Stated goal: Arrange the records below as a Markdown table with two columns, Row and Line, giving each non-blank line its own numbered row. Leave the pictures out of the answer.

Supplied records:

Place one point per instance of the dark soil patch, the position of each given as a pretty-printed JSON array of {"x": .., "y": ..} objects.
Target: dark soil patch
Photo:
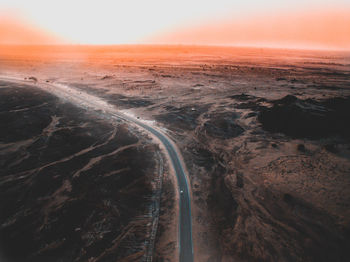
[
  {"x": 223, "y": 125},
  {"x": 308, "y": 118}
]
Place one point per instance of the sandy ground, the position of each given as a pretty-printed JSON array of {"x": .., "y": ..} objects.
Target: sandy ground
[{"x": 264, "y": 189}]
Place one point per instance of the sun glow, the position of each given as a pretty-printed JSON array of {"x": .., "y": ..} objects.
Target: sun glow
[{"x": 221, "y": 22}]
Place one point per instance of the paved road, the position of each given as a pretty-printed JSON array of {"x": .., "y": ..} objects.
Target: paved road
[{"x": 185, "y": 218}]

Written reply:
| Row | Line |
|---|---|
| 1 | Place one point per instance of the dark soil patch, the position of each given as a pretty-printed JSON array of {"x": .., "y": ..} objects. |
| 2 | Target: dark soil patch |
| 3 | Photo: |
| 4 | [ |
| 5 |   {"x": 223, "y": 125}, |
| 6 |   {"x": 308, "y": 118} |
| 7 | ] |
| 8 | Place one point per instance of the sandy ground, the position of each given as a pretty-printed JSON array of {"x": .., "y": ..} objects. |
| 9 | Target: sandy ground |
| 10 | [{"x": 264, "y": 189}] |
| 11 | Place one point per instance of the sun glow, the position of each given as a pretty-printed JSON array of {"x": .., "y": ..} objects. |
| 12 | Target: sun glow |
| 13 | [{"x": 221, "y": 22}] |
| 14 | Place one point per instance of the paved road, the position of each given as a pretty-printed JSON array of {"x": .., "y": ..} objects. |
| 15 | Target: paved road |
| 16 | [{"x": 185, "y": 218}] |